> Work required:
In the entries below, identify every line with the string "hand" and copy it.

━━ Task inputs

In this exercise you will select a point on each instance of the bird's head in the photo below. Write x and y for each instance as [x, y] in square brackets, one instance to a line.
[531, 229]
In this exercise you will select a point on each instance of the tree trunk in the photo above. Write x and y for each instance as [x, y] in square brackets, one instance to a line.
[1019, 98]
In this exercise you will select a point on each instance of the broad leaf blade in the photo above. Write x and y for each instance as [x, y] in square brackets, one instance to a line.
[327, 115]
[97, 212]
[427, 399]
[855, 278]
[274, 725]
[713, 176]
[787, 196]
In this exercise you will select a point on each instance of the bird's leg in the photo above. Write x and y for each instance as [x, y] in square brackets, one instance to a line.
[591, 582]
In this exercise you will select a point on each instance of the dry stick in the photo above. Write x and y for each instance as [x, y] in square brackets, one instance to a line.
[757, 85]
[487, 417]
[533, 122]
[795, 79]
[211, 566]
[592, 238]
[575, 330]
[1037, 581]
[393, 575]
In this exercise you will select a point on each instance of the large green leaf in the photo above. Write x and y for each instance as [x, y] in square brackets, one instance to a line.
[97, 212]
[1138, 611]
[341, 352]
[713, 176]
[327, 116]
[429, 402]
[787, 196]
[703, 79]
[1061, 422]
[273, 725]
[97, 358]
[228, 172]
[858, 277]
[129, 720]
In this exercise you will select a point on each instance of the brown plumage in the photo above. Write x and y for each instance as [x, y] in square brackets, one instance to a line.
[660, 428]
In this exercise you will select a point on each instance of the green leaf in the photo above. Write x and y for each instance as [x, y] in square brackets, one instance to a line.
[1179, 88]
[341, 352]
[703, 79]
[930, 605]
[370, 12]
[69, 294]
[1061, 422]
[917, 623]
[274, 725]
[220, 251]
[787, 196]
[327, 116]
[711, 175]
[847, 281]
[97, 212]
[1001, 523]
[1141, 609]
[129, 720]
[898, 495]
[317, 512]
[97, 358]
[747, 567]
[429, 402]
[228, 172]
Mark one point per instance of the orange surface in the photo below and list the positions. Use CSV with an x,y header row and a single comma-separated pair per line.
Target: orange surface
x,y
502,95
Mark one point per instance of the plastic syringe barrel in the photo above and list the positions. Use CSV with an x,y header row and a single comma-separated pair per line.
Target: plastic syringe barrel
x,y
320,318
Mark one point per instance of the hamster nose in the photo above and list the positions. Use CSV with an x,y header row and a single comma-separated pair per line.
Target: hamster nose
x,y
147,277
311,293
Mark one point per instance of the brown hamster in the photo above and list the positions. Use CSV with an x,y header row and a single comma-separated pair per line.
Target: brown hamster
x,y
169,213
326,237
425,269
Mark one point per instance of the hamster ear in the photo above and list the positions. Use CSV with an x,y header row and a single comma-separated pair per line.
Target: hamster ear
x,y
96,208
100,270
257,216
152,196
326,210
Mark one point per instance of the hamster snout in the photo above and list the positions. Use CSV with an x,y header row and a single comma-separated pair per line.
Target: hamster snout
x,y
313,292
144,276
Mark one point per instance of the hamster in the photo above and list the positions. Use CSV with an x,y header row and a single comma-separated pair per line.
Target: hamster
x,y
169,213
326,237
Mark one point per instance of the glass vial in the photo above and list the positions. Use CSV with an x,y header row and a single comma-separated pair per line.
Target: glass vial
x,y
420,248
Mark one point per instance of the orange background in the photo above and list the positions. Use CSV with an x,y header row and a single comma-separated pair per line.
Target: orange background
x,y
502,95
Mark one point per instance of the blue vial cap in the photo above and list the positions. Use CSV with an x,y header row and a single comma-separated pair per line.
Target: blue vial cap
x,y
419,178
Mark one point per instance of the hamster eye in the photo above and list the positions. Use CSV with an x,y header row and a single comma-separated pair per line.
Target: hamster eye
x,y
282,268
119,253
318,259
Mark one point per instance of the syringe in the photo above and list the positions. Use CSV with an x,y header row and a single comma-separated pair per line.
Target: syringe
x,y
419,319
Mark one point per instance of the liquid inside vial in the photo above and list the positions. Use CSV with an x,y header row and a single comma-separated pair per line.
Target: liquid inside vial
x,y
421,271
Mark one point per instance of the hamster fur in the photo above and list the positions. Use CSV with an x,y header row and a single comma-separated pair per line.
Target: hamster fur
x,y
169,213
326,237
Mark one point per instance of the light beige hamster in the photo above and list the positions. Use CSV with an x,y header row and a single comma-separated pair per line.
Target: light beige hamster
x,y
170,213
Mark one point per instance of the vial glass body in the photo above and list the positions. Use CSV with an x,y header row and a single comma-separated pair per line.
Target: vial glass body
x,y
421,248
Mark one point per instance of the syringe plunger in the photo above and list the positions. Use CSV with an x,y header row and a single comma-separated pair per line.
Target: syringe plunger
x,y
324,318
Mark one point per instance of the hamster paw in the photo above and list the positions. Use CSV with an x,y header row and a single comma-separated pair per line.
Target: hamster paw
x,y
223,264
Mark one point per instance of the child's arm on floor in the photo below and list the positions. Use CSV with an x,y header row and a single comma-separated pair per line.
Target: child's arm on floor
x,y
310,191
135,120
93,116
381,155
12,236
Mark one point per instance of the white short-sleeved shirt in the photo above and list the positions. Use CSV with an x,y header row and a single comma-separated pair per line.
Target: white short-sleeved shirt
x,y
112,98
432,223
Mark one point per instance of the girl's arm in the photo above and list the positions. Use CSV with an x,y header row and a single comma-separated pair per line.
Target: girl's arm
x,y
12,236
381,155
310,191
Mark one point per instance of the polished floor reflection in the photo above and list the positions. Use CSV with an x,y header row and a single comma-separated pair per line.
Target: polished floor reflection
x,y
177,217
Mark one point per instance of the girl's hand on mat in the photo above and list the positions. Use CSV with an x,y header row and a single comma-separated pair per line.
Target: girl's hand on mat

━━━━

> Task answer:
Mark one point per instance of the girl's hand on mat in the photo above and list the positions. Use CSV with an x,y header row and a single comma-separated pair per line.
Target: girl's hand on mat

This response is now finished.